Data records Block Start

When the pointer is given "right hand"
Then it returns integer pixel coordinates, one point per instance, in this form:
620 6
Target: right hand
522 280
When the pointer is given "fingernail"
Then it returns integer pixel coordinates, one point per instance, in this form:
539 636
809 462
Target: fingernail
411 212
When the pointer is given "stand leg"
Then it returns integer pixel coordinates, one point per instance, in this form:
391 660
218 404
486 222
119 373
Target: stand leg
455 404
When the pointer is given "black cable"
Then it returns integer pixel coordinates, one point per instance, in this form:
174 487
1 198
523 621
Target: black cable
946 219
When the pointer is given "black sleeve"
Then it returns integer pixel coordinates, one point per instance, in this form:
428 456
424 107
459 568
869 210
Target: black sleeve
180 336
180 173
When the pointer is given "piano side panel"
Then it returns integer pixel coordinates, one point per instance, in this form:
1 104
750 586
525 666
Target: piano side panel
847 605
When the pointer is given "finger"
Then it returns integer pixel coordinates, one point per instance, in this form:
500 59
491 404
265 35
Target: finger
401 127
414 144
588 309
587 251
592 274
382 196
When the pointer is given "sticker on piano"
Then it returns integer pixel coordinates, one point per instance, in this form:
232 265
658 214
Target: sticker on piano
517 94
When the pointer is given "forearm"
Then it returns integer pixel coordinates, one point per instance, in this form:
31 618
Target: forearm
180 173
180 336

Data records Block End
Data records Block Start

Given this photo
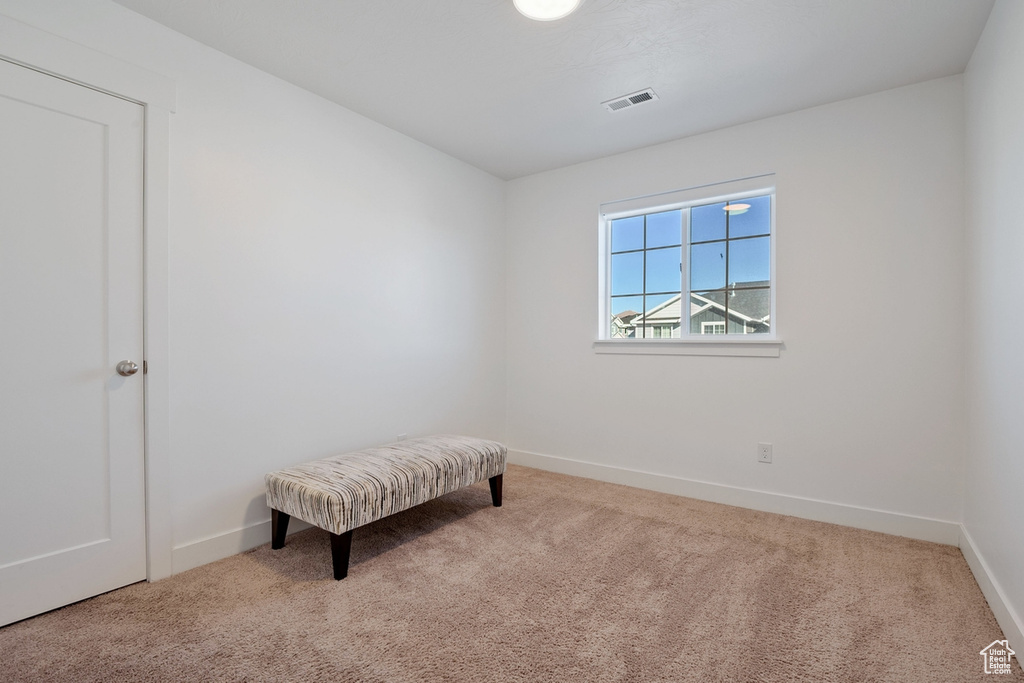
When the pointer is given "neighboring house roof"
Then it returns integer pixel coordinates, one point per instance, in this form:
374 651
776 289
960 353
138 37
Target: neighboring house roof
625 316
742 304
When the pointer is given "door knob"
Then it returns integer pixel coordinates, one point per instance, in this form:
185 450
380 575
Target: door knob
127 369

Data records Block End

[Task item]:
Go through the listing above and find each line containing the string "pointer"; copy those lines.

[Written response]:
When the pointer is given "right hand"
When the pointer is given "fingernail"
When the pointer is given "stand leg"
When the pointer is given "black cable"
When the pointer is given "black sleeve"
When the pointer is given "piano side panel"
When the pointer is given "finger"
When the pointer is given "sticker on piano"
When the pointer is given "forearm"
When the pointer is given "neighboring house roof"
When the pointer is given "door knob"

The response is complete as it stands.